# Письменное задание
Перескажите рецензию на книгу «RUтопия» в двух предложениях.

# Текстовый блок
Константин Орехов

Да, Утопия! 

Рецензия на книгу Вадима Штепы «RUтопия»


"Битву с Империей можно выиграть, оставив известное поле сражения". 
Негри, Хардт "Империя"

 
Подчас принято "топить" носителей утопического сознания "в морях пролитой ими крови". "Кто захочет создать ангела - создаст зверя" - на этом лозунге сойдутся непримиримые идеологи - православный патриот с прозападным демократом, либеральный имперец с национал-сепаратистом. И еще очень много серьезных людей такого рода. В то же время - идейная безысходность пост-советской российской действительности выносит всякую попытку исторического созидания за собственные пределы. Внутри - только постоянная "борьба с распадом" абсолютно всех сфер жизни. Об этом подспудно догадывается и большинство тех самых неравнодушных "антиутопических" деятелей. 

Декларируемый Вадимом Штепой принцип Утопии преодолевает современные черно-белые идеологии как таковые. Последние реактивны, раз и навсегда определяют жесткий каркас правил, авторитетных предписаний, догматов и стремятся к "Концу Истории". "Третий Рим" - вот он, "а Четвертому не быти". Созидательный импульс Утопии вызывает наибольшее отторжение у поклонников любых -измов, у ортодоксальных истинно-верующих, тотально серьезных, уверенных в своей моральной правоте. Фанаты "борьбы с врагом" увидят в RUтопии "крамолу", измену "вечным ценностям". Автор стремится провести пути исхода из этого неизменного болота: "Действительность преобразуют именно утописты, взрывая идеологическую структуру прежнего порядка".

В. Штепа характеризует Утопию как проект, универсальный в своей трансцендентности, потусторонности целей. Утопический идеал, тем не менее, взыскует позитивного воплощения в этой жизни. Здесь и сейчас, никем, кроме нас. Врагов не будет - никто не уйдет обиженным. Автора уже определяли "парадоксалистом"...

# Исходный материал

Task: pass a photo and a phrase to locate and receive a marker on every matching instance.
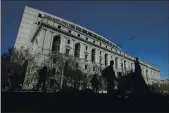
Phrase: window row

# Результат задания
В рецензии говорится, что непримиримые идеологи сходятся в осуждении утопического сознания, а в постсоветской российской действительности осталась лишь постоянная «борьба с распадом» всех сфер жизни. Провозглашаемый Вадимом Штепой принцип Утопии преодолевает черно-белые идеологии: Утопия предстает как проект, универсальный в трансцендентности своих целей, который тем не менее стремится к воплощению здесь и сейчас.